(Records from a collection)
####################

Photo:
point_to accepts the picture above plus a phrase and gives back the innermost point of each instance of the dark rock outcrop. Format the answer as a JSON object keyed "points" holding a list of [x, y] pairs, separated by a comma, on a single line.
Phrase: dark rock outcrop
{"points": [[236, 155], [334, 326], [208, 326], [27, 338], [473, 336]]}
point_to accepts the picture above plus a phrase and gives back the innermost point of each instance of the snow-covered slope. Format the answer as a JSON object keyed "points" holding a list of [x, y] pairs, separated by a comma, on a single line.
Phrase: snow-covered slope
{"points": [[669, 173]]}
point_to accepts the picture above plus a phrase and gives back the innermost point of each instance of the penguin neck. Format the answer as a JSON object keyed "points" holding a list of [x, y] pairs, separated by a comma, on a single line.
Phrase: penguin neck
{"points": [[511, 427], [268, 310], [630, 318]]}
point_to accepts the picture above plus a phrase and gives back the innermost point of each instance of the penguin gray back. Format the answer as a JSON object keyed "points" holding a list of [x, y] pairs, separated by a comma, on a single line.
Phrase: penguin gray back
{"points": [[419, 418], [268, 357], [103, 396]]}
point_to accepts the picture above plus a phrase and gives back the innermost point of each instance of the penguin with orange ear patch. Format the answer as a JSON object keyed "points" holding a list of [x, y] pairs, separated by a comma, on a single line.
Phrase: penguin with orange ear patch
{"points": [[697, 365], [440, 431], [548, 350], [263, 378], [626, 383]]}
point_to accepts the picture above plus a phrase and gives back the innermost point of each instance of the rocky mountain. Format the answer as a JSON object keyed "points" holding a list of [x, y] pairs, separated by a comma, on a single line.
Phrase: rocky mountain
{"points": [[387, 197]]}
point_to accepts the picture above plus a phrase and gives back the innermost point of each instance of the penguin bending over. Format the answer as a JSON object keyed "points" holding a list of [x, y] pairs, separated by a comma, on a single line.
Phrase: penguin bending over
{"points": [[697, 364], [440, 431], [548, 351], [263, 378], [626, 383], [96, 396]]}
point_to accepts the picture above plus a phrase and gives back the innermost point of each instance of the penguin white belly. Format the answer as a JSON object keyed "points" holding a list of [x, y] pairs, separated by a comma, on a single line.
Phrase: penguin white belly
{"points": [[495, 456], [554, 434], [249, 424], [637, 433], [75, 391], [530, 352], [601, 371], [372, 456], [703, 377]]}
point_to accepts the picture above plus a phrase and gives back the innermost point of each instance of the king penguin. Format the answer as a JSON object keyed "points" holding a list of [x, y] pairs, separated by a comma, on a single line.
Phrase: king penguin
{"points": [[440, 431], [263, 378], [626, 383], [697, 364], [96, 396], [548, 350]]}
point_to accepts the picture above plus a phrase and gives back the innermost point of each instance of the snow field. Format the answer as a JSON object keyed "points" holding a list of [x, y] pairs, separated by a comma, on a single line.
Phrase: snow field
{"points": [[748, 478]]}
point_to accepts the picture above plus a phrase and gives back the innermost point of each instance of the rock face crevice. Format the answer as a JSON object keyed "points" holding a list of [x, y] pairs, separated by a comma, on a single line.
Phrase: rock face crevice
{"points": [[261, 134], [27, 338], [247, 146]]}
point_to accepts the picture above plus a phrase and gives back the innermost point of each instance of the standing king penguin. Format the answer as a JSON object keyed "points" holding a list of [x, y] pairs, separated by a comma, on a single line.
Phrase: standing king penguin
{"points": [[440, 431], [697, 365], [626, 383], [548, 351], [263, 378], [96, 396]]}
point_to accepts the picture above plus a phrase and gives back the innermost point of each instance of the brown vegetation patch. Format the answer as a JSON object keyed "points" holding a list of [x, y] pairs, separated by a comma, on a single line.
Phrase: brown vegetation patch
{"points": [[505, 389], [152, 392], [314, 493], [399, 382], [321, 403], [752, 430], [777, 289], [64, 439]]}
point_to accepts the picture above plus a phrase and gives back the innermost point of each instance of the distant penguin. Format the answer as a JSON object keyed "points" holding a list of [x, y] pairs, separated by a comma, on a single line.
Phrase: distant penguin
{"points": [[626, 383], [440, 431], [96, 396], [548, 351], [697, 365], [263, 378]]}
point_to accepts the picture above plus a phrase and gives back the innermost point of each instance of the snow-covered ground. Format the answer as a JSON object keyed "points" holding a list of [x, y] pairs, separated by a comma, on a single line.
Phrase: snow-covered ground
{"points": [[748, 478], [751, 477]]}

####################

» Task prompt
Copy every line of the material above word for word.

» Right answer
Photo:
point_to accepts the picture above plus a phrase and gives back the innermost point of each instance of the dark rock outcrop. Format the answer as a JSON object keyed "points" holding a list of [x, y] pairs, separated by a comma, on a single line.
Phrase: dark rock outcrop
{"points": [[236, 155], [334, 326], [208, 326], [27, 338], [473, 336]]}
point_to accepts the picture above plus a phrase and gives back the innermost point of each instance of the snow-covered slope. Format the answer as a JSON object keyed "points" holding a list of [x, y] pairs, separated by a comma, on a single line.
Phrase: snow-covered slope
{"points": [[669, 173]]}
point_to accepts the picture above plus a phrase and gives back the innermost point of each instance of the penguin neck. Format the answer as a JSON object keyed "points" holding a list of [x, y] pairs, separated by a comma, on a single line.
Phrase: penguin neck
{"points": [[511, 427], [268, 310], [630, 318]]}
point_to accepts the picture above plus a phrase and gives back the innermost point of each instance of the penguin gray back. Format the answer as a JSON object keyed "points" holding a list of [x, y] pairs, separated by a comma, on a single line.
Phrase: penguin gray back
{"points": [[419, 418], [268, 357], [103, 396]]}
point_to accepts the picture above plus a phrase and gives back the innermost point of each instance of the penguin with orange ear patch. Format the answer as a JSON object keyed "points" holding a list of [x, y] pairs, separated by a comma, on a single line.
Phrase: penguin with orange ear patch
{"points": [[697, 365], [440, 431], [548, 350], [263, 378], [626, 383]]}
point_to accepts the picture above plus a phrase and gives back the innermost point of each instance of the rocky mountain. Format the answer as a JSON object keyed "points" holding a list of [x, y] pairs, separated by a comma, on a single line.
Phrase: rocky mountain
{"points": [[387, 197]]}
point_to accepts the picture above plus a phrase and gives back the innermost point of each instance of the penguin bending over. Format the answer as a JSON object keyed "points" holding a list of [x, y] pairs, separated by a comma, on a single line.
Phrase: penguin bending over
{"points": [[697, 364], [440, 431], [548, 351], [263, 378], [626, 383], [96, 396]]}
point_to accepts the picture above plus a phrase and gives back the innermost point of each instance of the penguin white belly. Format the answer as a JSON object keyed "points" holding a list of [x, y] pairs, separated by a comma, on a single line.
Phrase: penguin white belly
{"points": [[495, 456], [554, 434], [249, 424], [637, 433], [75, 391], [530, 352], [601, 371], [372, 456], [703, 377]]}
point_to accepts the picture above plus a phrase and gives back the innermost point of each instance of the king penguin. Format the answer as a JSON object keyed "points" holding a list of [x, y] pairs, separated by a comma, on a single line.
Phrase: king penguin
{"points": [[440, 431], [263, 378], [626, 383], [697, 364], [96, 396], [548, 350]]}
point_to accepts the picture above plus a phrase and gives back the innermost point of each instance of the snow field. Format the answer as a JSON object keyed "points" holding a list of [x, y] pairs, separated by a comma, on a single line.
Phrase: snow field
{"points": [[748, 478]]}
point_to accepts the picture above plus a phrase and gives back the innermost point of each instance of the rock face crevice. Format the answer as a JSON object keyed "points" holding a list of [x, y] pairs, separated by a comma, on a single line.
Phrase: rock face crevice
{"points": [[261, 134], [27, 338], [247, 146]]}
point_to accepts the picture above plus a phrase and gives back the innermost point of each instance of the standing king penguin. Format the answer as a JSON object keyed "points" holding a list of [x, y] pairs, separated by a comma, on a single line.
Phrase: standing king penguin
{"points": [[440, 431], [697, 365], [626, 383], [548, 351], [263, 378], [96, 396]]}
point_to accepts the picture above plus a phrase and gives back the innermost point of each instance of the brown vegetation patch. Format the answer as a JSON object keyed "points" holding a list of [x, y] pairs, separated by a comma, on a single line.
Phrase: brown vegetation patch
{"points": [[505, 389], [152, 392], [314, 493], [399, 382], [321, 403], [752, 430], [777, 289], [64, 439]]}
point_to accepts the picture above plus a phrase and gives back the innermost point of each instance of the distant penguin. Format the answer as a JSON object keyed "points" holding a list of [x, y] pairs, separated by a comma, on a single line.
Phrase: distant penguin
{"points": [[626, 383], [440, 431], [96, 396], [548, 351], [697, 365], [263, 378]]}
point_to accepts the picture above plus a phrase and gives back the innermost point of each instance of the snow-covered ground. Format the answer as a JSON object keyed "points" holding a list of [x, y] pairs, separated by a comma, on a single line.
Phrase: snow-covered ground
{"points": [[748, 478], [751, 477]]}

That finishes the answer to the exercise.